Excerpted passage »
------------

America’s growing income inequality

The latest Congressional Budget Office report presented startling numbers on the widening income gap between the top 1% of Americans and the rest of the population.


The CBO found that the top 1% of Americans saw their after-tax household income nearly triple – increasing by 275% – between 1979 and 2007. Consequently, the top 1% accounted for more than 20% of the total income in the United States in 2007 compared to just 10% in 1979. Meanwhile, the after-tax income growth for the lowest quintile (bottom 20% of the income population) was only 18% between 1979 and 2007. Overall, the bottom 80% of the population saw their share of total income decline during that period.

“As a result of that uneven income growth, the distribution of after-tax household income in the United States was substantially more unequal in 2007 than in 2009,” according to the report, “Trends in the Distribution of Household Income Between 1979 and 2007.”

The key factors driving the income inequality include policy changes that have diminished the equalizing effects of federal taxes and government transfers (such as cash or other in-kind benefits for low-income households) and shifts in wage distributions that have favored “superstars,” top corporate executives, and higher-skilled and educated workers.

------------

Given entries »
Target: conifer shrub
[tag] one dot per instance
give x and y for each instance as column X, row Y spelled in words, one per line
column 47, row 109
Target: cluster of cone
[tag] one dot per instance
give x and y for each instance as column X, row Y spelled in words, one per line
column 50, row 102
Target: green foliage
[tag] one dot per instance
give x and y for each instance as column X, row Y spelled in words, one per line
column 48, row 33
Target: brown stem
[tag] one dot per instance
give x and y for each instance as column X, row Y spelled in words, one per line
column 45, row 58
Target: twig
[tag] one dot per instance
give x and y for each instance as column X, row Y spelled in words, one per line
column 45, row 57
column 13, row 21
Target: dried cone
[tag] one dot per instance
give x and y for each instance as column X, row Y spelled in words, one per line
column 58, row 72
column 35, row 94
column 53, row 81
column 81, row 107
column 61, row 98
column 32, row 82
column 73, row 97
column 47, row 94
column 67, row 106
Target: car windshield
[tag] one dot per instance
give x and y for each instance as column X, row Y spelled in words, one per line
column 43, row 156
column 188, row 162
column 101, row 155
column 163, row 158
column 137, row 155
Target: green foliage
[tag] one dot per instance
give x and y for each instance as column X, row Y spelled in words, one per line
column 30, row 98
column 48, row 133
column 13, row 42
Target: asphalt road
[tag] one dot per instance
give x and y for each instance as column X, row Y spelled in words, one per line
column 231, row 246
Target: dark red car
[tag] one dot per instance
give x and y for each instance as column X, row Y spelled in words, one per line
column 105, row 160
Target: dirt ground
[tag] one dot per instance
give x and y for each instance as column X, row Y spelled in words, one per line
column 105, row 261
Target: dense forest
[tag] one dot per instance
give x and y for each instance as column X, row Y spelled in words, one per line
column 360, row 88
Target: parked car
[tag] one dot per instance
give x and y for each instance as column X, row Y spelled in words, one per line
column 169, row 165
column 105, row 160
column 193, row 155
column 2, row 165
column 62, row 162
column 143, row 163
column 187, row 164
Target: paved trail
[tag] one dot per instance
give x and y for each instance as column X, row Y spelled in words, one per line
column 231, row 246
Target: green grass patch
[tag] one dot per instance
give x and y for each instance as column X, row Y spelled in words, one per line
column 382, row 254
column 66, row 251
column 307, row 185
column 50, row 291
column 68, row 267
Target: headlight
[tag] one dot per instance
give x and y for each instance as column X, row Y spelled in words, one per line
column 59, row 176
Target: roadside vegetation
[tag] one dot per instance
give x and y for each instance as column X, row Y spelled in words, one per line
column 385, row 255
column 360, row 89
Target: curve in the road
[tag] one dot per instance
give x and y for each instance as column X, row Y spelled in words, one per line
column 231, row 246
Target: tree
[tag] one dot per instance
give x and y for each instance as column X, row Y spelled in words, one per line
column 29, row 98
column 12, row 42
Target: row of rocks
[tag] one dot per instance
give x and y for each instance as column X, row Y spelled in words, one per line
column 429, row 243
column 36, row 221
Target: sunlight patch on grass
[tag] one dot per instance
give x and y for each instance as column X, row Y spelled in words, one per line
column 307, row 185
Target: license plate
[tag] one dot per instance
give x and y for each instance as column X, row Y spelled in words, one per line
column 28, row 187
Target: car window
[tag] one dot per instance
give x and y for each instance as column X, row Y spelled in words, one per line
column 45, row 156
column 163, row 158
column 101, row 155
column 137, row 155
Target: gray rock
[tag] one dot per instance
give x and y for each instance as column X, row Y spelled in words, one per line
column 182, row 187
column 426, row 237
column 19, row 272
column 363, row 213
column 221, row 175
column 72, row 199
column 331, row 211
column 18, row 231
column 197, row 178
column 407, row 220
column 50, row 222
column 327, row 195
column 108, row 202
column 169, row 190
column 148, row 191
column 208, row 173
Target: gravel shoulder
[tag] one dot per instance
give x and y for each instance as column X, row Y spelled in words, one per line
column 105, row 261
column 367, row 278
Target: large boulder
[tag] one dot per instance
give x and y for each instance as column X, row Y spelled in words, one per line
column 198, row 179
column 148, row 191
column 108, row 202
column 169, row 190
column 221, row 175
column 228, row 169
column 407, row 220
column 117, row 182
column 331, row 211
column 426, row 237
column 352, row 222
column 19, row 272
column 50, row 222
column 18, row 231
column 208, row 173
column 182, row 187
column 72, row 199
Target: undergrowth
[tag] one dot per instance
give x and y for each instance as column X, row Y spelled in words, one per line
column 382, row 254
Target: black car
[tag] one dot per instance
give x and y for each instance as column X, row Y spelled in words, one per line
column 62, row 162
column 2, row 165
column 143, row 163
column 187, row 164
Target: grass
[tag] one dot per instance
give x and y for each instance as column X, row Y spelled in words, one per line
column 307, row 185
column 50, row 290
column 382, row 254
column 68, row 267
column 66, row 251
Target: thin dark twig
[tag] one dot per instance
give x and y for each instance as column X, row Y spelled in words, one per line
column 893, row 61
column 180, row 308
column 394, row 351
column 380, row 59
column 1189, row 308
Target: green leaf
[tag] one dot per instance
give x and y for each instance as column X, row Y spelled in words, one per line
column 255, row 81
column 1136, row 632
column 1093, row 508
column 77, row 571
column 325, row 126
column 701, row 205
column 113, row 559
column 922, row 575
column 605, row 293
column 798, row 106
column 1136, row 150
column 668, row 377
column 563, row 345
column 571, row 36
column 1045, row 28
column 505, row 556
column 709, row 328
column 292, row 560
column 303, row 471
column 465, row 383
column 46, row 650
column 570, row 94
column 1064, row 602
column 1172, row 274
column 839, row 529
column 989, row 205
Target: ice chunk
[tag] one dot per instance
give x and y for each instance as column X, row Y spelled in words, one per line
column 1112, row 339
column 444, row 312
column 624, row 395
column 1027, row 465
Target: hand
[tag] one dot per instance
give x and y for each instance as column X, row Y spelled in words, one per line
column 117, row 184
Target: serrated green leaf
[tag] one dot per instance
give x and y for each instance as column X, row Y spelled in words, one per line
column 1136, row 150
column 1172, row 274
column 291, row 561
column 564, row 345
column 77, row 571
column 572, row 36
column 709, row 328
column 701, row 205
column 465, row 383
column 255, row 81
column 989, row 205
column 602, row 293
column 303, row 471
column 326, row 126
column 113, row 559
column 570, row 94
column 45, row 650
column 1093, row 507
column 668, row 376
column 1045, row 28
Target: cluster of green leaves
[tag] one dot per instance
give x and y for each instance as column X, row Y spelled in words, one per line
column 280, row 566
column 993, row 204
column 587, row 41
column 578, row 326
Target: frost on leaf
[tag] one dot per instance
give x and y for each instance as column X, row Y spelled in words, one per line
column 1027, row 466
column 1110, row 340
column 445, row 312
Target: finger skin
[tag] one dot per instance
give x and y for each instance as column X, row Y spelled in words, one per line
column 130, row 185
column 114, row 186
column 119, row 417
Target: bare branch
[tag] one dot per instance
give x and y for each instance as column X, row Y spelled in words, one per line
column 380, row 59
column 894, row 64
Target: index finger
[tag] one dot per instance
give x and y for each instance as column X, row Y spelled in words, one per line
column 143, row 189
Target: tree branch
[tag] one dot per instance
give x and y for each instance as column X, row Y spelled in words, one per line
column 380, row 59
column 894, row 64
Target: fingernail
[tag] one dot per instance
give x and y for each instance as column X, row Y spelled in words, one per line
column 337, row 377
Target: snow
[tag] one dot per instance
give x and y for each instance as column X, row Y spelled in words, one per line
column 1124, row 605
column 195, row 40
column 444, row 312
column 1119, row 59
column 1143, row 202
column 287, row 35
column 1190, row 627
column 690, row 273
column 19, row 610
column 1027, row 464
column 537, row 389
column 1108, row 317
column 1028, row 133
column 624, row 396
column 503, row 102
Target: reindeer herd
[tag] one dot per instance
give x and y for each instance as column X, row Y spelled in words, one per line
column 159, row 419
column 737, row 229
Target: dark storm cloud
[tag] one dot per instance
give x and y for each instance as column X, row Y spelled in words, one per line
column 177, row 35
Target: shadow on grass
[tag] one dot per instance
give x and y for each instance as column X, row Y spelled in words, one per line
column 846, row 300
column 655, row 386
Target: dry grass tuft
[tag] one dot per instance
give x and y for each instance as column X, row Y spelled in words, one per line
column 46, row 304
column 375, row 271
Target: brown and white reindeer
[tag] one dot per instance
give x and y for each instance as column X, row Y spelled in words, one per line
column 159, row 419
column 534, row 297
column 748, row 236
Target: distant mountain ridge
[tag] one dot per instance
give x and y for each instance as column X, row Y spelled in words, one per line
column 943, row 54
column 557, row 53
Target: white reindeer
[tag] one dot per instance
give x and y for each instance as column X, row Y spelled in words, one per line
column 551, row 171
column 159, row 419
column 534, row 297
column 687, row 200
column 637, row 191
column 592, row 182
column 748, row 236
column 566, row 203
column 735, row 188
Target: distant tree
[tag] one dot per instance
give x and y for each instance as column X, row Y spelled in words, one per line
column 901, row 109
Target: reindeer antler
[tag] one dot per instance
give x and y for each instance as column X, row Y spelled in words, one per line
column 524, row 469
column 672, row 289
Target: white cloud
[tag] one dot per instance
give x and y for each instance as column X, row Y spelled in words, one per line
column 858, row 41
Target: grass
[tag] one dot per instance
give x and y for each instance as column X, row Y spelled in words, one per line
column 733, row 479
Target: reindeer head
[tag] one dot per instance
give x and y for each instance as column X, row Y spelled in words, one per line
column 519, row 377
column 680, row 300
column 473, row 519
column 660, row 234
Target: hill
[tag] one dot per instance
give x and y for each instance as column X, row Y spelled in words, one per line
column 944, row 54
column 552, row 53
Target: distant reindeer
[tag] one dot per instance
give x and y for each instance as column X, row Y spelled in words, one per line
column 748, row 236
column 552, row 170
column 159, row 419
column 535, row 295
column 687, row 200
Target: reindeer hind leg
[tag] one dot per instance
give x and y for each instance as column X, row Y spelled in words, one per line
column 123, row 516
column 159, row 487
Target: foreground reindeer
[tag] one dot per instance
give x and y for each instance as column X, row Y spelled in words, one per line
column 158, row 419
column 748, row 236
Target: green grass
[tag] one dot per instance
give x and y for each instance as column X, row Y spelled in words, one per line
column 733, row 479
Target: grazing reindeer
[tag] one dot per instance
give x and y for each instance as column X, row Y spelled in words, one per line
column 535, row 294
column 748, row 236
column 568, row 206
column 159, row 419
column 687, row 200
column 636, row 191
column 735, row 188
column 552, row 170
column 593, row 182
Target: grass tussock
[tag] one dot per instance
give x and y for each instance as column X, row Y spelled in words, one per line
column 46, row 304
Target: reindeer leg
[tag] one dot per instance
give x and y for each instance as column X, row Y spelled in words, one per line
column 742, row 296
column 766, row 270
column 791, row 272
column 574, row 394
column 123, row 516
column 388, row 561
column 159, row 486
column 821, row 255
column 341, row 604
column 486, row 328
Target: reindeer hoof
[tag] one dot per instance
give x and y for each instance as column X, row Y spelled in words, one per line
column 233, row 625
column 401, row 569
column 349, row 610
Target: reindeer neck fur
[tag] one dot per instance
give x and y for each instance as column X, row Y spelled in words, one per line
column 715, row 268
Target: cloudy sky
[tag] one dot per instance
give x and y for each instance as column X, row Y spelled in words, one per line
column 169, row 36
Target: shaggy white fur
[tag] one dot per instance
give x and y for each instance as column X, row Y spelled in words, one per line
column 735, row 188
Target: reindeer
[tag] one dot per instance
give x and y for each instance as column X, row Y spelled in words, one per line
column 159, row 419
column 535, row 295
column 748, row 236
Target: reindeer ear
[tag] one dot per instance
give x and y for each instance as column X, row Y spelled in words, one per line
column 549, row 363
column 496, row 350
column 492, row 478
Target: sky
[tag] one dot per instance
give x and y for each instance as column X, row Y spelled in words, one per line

------------

What to work on »
(A) Which groups of the population does the income inequality article report income figures for?
(B) Could you extend the income inequality article past its final paragraph?

Answers to the exercises »
(A)
- The top 1% of Americans
- The lowest quintile (the bottom 20% of the income population)
- The bottom 80% of the population

(B)
Changes in Federal Tax Policies

“Tax rates for the highest-income households declined after 2000. The decline was especially rapid in 2003, when a reduction in the tax rate for the top bracket enacted in 2001 took effect and further changes in law reduced tax rates on dividends and realized capital gains.” (CBO report, page 27)

Priority Changes in Government Transfers

“The distribution of transfers shifted, however, moving away from households in the lower part of the income scale. In 1979, households in the bottom quintile received more than 50 percent of transfer payments. In 2007, similar households received about 35 percent of transfers. That shift reflected the growth in spending for programs focused on the elderly population (such as Social Security and medicare), in which benefits are not limited to low-income households.” (CBO report, summary page 7)

Rise in Income for the Top 1%


“One potential explanation is that the compensation of ‘superstars’ (such as actors, athletes, and musicians) may be especially sensitive to technological changes. Unique characteristics of that labor market mean that technical innovations, such as cheap mass media, have made it possible for entertainers to reach much wider audiences. That increased exposure, in turn, has led to a manyfold increase in income for such people.” (CBO report, page 18)

Corporate Executives

“As firms grow larger and more complex, the impact on profits of corporate executives’ decisions becomes greater, so firms may be more willing to pay large salaries to attract and keep the best executives.” (CBO report, page 18)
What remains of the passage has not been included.